▶ **Record extracts**:
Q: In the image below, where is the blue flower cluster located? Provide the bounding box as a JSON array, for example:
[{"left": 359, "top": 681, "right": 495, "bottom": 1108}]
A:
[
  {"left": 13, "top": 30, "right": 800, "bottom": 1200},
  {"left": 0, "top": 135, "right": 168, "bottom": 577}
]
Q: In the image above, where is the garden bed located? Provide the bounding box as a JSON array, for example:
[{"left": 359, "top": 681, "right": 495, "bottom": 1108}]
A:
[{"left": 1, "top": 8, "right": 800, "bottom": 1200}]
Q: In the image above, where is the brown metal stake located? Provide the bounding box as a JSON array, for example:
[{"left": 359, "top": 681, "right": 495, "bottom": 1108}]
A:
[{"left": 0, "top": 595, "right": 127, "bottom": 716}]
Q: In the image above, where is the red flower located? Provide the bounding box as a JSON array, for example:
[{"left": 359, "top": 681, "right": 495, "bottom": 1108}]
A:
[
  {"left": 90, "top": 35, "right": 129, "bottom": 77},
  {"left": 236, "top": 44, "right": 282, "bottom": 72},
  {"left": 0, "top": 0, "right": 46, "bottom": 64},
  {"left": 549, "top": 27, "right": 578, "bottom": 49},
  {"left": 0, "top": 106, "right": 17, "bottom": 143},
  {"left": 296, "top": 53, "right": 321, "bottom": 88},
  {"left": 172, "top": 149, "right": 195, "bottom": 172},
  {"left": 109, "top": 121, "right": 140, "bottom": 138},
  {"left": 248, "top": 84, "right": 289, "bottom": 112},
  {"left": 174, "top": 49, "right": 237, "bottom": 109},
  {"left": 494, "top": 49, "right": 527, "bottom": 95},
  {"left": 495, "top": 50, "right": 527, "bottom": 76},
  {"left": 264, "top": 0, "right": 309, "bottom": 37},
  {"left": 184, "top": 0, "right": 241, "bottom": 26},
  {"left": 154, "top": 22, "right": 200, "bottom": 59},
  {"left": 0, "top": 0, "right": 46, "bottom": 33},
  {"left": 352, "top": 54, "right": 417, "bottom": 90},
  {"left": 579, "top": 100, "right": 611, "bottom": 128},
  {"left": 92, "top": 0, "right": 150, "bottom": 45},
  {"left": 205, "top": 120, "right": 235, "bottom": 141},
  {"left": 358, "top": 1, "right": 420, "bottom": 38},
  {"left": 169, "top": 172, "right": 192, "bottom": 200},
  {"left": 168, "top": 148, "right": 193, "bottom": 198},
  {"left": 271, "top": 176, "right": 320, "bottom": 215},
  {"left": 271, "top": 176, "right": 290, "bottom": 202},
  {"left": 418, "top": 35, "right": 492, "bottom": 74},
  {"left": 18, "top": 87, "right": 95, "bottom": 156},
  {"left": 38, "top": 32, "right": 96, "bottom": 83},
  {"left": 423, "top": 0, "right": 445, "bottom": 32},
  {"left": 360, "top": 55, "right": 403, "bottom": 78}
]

▶ **What is being asked**: Retype the material in full, keeping each line exactly as it is.

▶ **Solution for this exercise**:
Q: In the image below, where is the blue flower cluster located? Provide the bounding box as a JSON array, for example:
[{"left": 359, "top": 681, "right": 495, "bottom": 1108}]
A:
[
  {"left": 13, "top": 30, "right": 800, "bottom": 1200},
  {"left": 0, "top": 135, "right": 168, "bottom": 577}
]
Q: In the image above, where is the garden bed located? Provide the bounding box as a JSON array, for example:
[{"left": 359, "top": 681, "right": 495, "bottom": 1108}]
A:
[{"left": 1, "top": 8, "right": 800, "bottom": 1200}]
Q: In the image above, where is the brown metal stake located? Provide the bounding box as a JSON array, for example:
[{"left": 359, "top": 681, "right": 495, "bottom": 1108}]
A:
[{"left": 0, "top": 595, "right": 127, "bottom": 716}]
Q: In the image above, where is the red flower located? Provide the bounding box as a JSON array, for example:
[{"left": 359, "top": 681, "right": 495, "bottom": 1108}]
A:
[
  {"left": 90, "top": 35, "right": 129, "bottom": 77},
  {"left": 236, "top": 44, "right": 282, "bottom": 72},
  {"left": 0, "top": 0, "right": 46, "bottom": 64},
  {"left": 549, "top": 27, "right": 578, "bottom": 49},
  {"left": 0, "top": 106, "right": 17, "bottom": 143},
  {"left": 296, "top": 53, "right": 321, "bottom": 88},
  {"left": 172, "top": 149, "right": 195, "bottom": 172},
  {"left": 109, "top": 121, "right": 140, "bottom": 138},
  {"left": 248, "top": 84, "right": 289, "bottom": 112},
  {"left": 174, "top": 49, "right": 237, "bottom": 109},
  {"left": 494, "top": 49, "right": 527, "bottom": 95},
  {"left": 495, "top": 50, "right": 527, "bottom": 76},
  {"left": 264, "top": 0, "right": 309, "bottom": 37},
  {"left": 184, "top": 0, "right": 241, "bottom": 26},
  {"left": 154, "top": 22, "right": 200, "bottom": 59},
  {"left": 0, "top": 0, "right": 46, "bottom": 33},
  {"left": 352, "top": 54, "right": 417, "bottom": 90},
  {"left": 579, "top": 100, "right": 611, "bottom": 128},
  {"left": 92, "top": 0, "right": 150, "bottom": 45},
  {"left": 205, "top": 120, "right": 235, "bottom": 141},
  {"left": 358, "top": 1, "right": 420, "bottom": 38},
  {"left": 169, "top": 172, "right": 192, "bottom": 200},
  {"left": 168, "top": 148, "right": 193, "bottom": 198},
  {"left": 271, "top": 176, "right": 320, "bottom": 215},
  {"left": 271, "top": 176, "right": 290, "bottom": 202},
  {"left": 418, "top": 35, "right": 492, "bottom": 74},
  {"left": 18, "top": 87, "right": 95, "bottom": 156},
  {"left": 38, "top": 32, "right": 96, "bottom": 83},
  {"left": 423, "top": 0, "right": 445, "bottom": 32},
  {"left": 360, "top": 55, "right": 403, "bottom": 78}
]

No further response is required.